'''

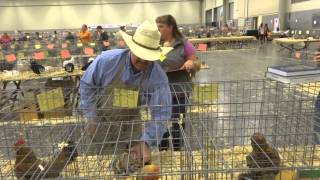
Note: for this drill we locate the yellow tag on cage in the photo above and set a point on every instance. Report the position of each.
(205, 93)
(1, 56)
(162, 57)
(20, 55)
(125, 98)
(37, 46)
(26, 45)
(51, 99)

'''

| REQUIRED WORK |
Please print an exact copy of the records, with no pictures.

| TASK ANSWER |
Note: for this drill we locate the yellow tag on cage in the photo above and set a point on every instance. Report the position of each.
(205, 93)
(1, 56)
(162, 57)
(20, 55)
(125, 98)
(37, 46)
(26, 45)
(51, 99)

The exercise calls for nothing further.